■ Stated problem A ■
Collect every line of the records below that contains the word "hand", and copy each of those lines in full.

■ Text section ■
########

The Totems played in two different rinks. From 1958 to 1964, the Totes called the Seattle Center Arena home. Built in 1928 at a cost of one million dollars, the Arena had a seating capacity of 4,600 and an ice surface of 195'x 83'.

In the 70-plus years the Arena had been standing on Fourth and Mercer, it was home to numerous Seattle hockey clubs: The Eskimos, Seahawks, Olympics, Ironmen, Bombers, Americans, Totems, Breakers and Thunderbirds.

Civic Ice Arena. Image from
Originally called the Civic Ice Arena, it was renamed a few times in its history: World's Fair Arena, Seattle Center Arena and Mercer Arena.

In April 2017, the arena was demolished for a Seattle Opera expansion project.

The Seattle Eskimos at what appears to be a sold-out Civic Ice Arena, circa 1930.
For the 1964-65 season, the Totems moved into the Seattle Center Coliseum. Designed by architect, Paul Thiry, and paid for by the State of Washington, the Coliseum was built for the 1962 World's Fair at a cost of $4.5 million. The theme of the Coliseum's exhibit at the fair was: "Century 21 - The Threshold and the Threat." It featured a peek into the "World of Tomorrow", how the world might look in the 21st century.

########

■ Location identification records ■
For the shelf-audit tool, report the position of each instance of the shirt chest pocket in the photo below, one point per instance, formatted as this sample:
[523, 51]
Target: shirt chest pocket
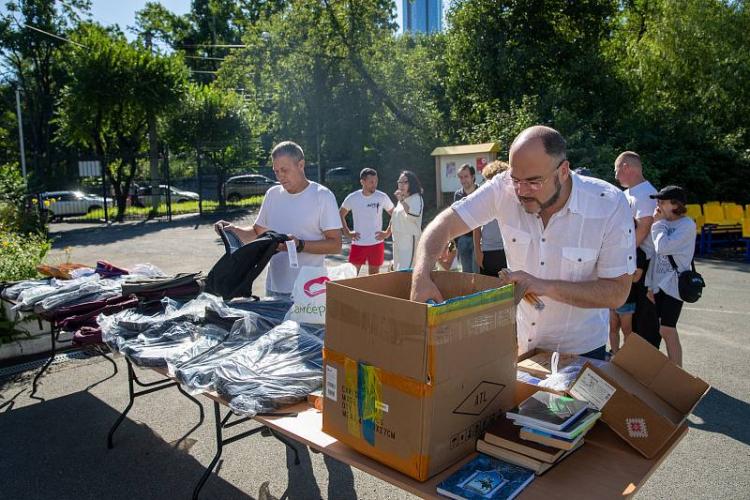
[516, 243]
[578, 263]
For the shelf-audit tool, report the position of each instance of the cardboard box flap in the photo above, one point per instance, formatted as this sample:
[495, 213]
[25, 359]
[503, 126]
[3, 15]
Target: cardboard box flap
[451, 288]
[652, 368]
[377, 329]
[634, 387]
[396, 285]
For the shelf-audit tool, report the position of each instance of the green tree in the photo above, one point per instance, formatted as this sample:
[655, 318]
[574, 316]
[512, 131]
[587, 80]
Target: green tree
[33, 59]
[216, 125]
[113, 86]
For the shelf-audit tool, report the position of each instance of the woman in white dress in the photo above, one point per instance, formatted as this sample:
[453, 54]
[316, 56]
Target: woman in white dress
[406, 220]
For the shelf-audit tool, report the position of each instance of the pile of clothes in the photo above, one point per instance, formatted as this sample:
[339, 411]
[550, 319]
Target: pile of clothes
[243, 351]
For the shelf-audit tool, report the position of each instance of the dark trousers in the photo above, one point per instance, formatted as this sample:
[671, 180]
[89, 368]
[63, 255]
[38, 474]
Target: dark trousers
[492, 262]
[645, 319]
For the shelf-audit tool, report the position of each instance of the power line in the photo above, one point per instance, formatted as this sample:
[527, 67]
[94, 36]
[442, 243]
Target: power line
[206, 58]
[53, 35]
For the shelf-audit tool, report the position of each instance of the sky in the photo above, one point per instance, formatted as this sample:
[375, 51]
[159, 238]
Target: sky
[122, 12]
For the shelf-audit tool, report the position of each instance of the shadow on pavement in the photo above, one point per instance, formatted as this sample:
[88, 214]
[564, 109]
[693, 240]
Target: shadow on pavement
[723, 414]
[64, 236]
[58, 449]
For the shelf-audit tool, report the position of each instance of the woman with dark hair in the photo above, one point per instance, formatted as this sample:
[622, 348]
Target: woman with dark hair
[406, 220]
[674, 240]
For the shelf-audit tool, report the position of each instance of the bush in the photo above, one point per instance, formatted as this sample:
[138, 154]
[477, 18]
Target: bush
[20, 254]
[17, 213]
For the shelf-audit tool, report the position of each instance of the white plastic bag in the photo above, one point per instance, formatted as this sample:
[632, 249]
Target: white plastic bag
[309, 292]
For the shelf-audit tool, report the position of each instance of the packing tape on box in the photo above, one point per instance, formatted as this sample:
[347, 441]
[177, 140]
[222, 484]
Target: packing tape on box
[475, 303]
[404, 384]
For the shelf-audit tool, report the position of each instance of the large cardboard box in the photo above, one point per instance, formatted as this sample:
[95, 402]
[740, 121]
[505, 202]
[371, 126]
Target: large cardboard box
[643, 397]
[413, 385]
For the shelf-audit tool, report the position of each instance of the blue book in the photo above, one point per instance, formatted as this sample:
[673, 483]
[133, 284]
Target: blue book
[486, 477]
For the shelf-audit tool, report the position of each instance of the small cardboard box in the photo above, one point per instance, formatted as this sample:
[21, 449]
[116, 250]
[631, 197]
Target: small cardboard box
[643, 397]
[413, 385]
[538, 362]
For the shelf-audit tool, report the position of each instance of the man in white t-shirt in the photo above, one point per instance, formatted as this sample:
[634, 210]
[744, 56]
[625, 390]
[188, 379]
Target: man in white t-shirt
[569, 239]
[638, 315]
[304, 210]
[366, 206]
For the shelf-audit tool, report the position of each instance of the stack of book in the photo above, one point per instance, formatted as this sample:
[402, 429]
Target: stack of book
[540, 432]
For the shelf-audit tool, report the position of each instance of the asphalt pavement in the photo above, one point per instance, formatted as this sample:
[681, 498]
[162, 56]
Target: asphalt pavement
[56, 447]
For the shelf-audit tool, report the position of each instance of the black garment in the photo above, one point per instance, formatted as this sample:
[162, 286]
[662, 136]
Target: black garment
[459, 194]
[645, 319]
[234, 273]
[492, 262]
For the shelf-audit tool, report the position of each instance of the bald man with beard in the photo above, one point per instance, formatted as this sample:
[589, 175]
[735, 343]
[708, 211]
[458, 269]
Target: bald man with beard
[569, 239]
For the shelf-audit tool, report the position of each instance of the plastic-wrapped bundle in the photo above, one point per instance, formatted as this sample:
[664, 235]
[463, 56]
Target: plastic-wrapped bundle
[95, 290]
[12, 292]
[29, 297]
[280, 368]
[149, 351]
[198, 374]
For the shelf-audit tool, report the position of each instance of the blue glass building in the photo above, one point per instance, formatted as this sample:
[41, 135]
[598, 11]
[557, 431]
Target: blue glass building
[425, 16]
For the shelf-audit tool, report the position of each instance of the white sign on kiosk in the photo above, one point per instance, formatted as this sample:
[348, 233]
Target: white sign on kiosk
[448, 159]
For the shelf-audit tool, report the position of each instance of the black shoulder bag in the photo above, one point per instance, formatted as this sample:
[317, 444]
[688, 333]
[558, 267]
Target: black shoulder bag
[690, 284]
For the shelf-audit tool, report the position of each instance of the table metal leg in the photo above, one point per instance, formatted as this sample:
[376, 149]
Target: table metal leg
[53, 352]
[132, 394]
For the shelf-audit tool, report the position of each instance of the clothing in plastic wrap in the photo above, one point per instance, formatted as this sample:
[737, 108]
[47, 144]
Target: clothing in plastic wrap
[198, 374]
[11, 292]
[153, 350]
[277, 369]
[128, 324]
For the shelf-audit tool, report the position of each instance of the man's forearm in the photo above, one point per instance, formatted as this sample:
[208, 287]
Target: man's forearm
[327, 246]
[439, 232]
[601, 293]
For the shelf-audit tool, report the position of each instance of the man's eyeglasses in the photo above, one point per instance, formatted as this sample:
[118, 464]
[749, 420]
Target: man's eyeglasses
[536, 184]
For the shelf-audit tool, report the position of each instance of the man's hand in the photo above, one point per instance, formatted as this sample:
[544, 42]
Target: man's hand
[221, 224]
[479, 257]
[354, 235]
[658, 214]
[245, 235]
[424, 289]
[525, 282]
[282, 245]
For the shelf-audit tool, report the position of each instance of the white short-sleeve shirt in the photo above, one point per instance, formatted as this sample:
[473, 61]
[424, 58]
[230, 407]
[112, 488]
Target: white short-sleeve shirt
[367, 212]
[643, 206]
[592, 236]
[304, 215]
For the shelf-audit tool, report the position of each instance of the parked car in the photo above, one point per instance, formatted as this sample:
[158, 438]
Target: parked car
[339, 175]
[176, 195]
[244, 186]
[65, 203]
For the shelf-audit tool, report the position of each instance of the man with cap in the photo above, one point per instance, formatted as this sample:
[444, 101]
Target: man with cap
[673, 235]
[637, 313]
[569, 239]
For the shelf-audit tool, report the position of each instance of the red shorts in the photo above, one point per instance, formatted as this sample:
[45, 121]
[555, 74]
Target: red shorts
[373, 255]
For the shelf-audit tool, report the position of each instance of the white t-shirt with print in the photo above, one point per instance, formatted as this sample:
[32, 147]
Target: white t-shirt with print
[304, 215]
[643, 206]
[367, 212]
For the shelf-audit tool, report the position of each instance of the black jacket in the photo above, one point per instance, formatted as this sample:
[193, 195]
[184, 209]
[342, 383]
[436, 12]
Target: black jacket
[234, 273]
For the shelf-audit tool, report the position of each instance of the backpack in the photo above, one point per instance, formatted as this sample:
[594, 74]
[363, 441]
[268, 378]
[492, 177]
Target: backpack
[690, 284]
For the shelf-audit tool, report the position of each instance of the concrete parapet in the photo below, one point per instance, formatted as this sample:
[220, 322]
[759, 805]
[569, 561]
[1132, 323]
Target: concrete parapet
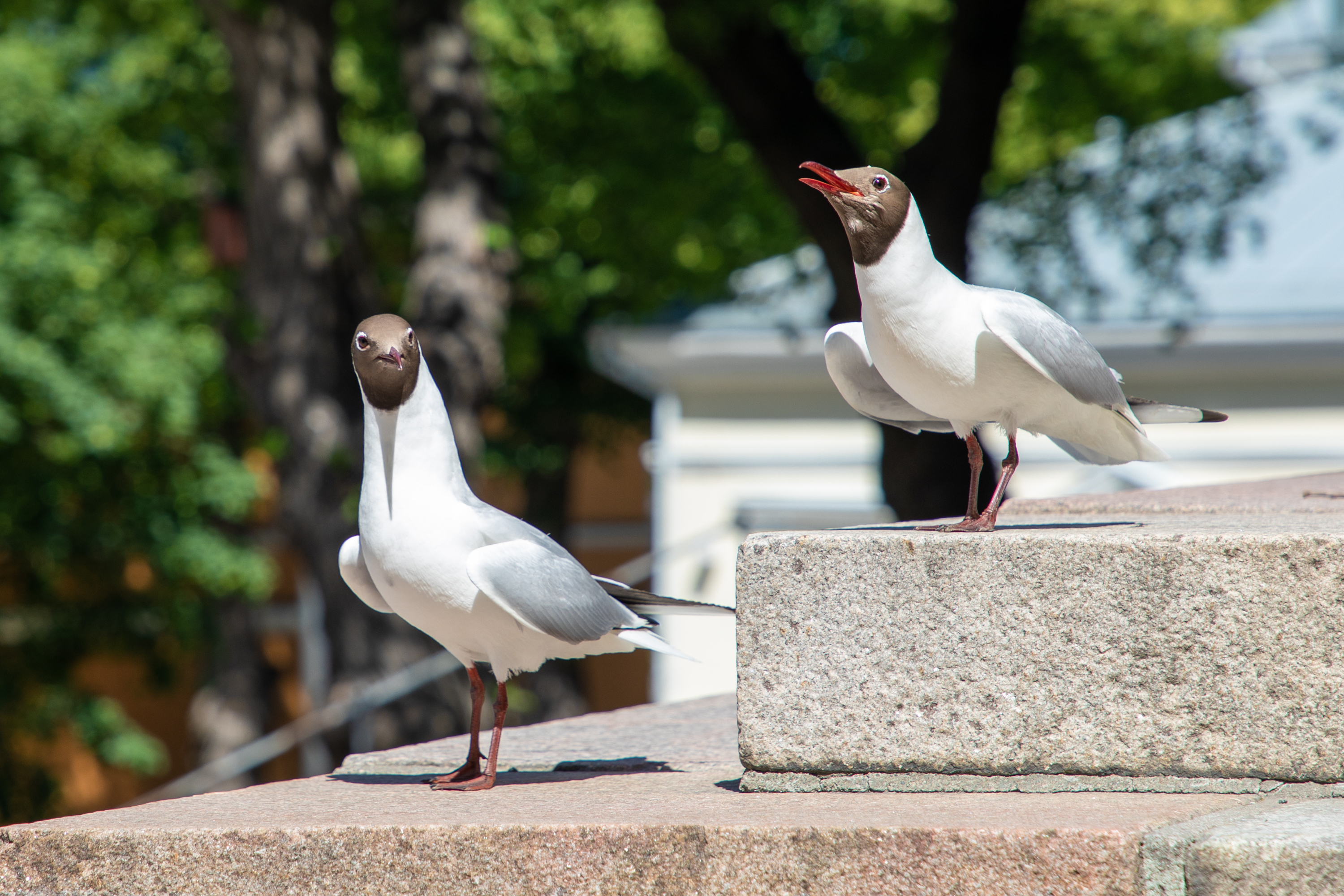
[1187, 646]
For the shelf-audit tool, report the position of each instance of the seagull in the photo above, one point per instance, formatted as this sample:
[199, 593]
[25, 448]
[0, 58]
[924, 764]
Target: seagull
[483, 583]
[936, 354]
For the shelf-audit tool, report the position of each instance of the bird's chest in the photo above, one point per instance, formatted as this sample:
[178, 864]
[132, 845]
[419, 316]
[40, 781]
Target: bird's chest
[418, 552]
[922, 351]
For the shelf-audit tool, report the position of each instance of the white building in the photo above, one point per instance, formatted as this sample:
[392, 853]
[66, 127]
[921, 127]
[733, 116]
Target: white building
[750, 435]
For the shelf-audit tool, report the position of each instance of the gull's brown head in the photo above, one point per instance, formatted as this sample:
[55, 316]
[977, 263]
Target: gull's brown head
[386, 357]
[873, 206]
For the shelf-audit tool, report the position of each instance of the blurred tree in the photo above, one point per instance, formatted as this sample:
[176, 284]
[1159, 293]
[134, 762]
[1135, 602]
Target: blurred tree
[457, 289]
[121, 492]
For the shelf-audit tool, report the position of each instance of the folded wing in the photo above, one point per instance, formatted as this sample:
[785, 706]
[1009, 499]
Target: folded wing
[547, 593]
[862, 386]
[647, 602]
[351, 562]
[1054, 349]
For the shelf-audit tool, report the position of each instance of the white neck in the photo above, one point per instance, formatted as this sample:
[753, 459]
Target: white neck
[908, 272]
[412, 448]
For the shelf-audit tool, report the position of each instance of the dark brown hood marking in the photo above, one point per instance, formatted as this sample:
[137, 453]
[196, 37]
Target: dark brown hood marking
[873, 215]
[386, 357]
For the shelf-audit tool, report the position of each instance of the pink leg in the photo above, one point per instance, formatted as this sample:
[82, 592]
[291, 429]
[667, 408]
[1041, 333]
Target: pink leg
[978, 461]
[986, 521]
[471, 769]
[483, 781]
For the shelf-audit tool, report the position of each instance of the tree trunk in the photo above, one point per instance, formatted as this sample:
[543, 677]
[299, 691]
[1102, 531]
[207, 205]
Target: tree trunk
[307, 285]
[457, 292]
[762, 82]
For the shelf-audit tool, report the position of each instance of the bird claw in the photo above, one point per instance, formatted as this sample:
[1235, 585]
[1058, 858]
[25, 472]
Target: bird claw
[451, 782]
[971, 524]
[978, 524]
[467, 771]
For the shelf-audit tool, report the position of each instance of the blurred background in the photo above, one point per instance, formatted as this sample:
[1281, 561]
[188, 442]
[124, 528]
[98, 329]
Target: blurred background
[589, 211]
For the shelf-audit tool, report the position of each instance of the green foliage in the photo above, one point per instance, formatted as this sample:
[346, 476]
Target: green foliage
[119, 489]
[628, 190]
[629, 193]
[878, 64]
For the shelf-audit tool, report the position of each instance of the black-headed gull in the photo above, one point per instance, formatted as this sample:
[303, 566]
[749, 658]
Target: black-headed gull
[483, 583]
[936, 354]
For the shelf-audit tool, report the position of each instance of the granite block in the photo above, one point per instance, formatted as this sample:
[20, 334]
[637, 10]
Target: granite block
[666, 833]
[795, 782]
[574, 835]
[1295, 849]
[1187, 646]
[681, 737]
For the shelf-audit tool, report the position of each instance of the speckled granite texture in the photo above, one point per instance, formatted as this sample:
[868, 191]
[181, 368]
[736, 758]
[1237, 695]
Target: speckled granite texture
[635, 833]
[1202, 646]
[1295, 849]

########

■ Stated problem B ■
Write out the part of the text above on the Totems' rinks that opens with the words containing "The Totems played" and closes with "Breakers and Thunderbirds.".

■ Task result A ■
For the shelf-audit tool, report the position of each instance of the man's hand in the photo above, one point per instance, formatted as this sample:
Target: man's hand

■ Task result B ■
The Totems played in two different rinks. From 1958 to 1964, the Totes called the Seattle Center Arena home. Built in 1928 at a cost of one million dollars, the Arena had a seating capacity of 4,600 and an ice surface of 195'x 83'.

In the 70-plus years the Arena had been standing on Fourth and Mercer, it was home to numerous Seattle hockey clubs: The Eskimos, Seahawks, Olympics, Ironmen, Bombers, Americans, Totems, Breakers and Thunderbirds.